How many lines of the material below contain the string "could", matching case exactly? Give only the number.

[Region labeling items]
□ □ □ □ □

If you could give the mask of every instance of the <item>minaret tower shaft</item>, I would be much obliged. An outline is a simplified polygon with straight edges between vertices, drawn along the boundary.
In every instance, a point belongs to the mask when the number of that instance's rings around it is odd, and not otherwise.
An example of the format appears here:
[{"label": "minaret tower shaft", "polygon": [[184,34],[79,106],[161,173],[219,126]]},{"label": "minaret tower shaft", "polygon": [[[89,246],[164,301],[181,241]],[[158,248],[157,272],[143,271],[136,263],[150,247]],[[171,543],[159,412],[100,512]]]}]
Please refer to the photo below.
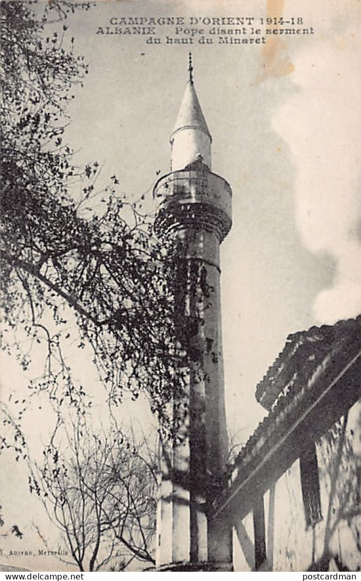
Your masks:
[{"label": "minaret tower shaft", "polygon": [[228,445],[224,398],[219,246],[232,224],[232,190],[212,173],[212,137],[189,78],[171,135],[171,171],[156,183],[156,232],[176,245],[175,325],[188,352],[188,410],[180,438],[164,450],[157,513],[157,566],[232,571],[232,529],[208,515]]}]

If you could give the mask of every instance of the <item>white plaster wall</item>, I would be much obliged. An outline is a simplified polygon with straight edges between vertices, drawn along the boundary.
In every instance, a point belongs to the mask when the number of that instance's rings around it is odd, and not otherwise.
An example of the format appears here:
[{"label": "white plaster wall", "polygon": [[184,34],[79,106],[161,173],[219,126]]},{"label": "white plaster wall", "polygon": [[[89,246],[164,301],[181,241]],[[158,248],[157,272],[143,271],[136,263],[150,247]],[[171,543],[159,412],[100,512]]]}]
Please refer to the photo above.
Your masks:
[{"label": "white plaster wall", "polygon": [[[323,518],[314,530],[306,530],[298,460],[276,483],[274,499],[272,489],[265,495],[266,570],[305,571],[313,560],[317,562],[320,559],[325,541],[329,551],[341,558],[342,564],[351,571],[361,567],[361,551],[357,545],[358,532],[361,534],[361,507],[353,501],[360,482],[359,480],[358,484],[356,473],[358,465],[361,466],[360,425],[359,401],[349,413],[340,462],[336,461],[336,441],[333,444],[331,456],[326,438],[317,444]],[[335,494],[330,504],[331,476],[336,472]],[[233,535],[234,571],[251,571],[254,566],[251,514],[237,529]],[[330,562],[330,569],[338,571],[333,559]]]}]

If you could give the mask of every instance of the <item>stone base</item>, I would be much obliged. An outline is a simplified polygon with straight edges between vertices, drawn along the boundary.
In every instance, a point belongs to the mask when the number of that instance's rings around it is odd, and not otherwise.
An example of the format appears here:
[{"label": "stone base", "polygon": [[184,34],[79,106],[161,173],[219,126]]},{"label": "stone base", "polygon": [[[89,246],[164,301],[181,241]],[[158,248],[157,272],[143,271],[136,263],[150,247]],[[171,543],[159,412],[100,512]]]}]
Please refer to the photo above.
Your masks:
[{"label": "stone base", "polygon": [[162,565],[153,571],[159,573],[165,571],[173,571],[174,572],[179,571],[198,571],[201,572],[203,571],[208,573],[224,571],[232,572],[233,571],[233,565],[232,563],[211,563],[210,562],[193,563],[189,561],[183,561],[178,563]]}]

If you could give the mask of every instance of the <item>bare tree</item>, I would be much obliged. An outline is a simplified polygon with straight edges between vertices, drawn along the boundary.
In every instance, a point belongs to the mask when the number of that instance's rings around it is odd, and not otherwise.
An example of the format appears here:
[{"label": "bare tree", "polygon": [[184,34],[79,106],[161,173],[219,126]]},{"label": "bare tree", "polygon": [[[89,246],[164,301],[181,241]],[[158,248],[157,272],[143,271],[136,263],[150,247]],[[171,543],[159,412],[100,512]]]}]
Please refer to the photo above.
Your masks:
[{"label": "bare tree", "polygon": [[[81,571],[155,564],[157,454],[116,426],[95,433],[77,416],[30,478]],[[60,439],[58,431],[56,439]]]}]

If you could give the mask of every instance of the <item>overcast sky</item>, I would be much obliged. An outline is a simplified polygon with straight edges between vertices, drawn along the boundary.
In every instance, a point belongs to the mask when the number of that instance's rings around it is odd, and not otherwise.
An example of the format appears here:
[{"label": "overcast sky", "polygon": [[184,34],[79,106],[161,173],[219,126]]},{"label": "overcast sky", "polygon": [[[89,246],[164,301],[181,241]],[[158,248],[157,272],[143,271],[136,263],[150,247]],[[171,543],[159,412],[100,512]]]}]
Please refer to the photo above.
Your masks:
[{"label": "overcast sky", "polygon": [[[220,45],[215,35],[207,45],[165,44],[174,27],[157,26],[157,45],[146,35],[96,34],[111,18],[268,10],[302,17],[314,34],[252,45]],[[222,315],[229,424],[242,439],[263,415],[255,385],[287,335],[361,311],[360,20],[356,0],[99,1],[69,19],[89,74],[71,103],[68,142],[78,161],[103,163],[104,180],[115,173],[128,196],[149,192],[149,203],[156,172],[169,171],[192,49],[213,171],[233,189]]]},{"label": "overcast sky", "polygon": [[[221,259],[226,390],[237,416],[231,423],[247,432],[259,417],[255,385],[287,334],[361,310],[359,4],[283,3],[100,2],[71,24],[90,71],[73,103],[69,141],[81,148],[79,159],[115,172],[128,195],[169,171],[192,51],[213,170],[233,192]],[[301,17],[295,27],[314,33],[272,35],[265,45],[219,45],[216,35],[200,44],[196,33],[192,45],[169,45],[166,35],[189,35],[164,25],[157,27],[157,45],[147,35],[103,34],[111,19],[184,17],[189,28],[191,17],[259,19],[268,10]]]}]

□ □ □ □ □

● **REPLY TO THE EXERCISE**
5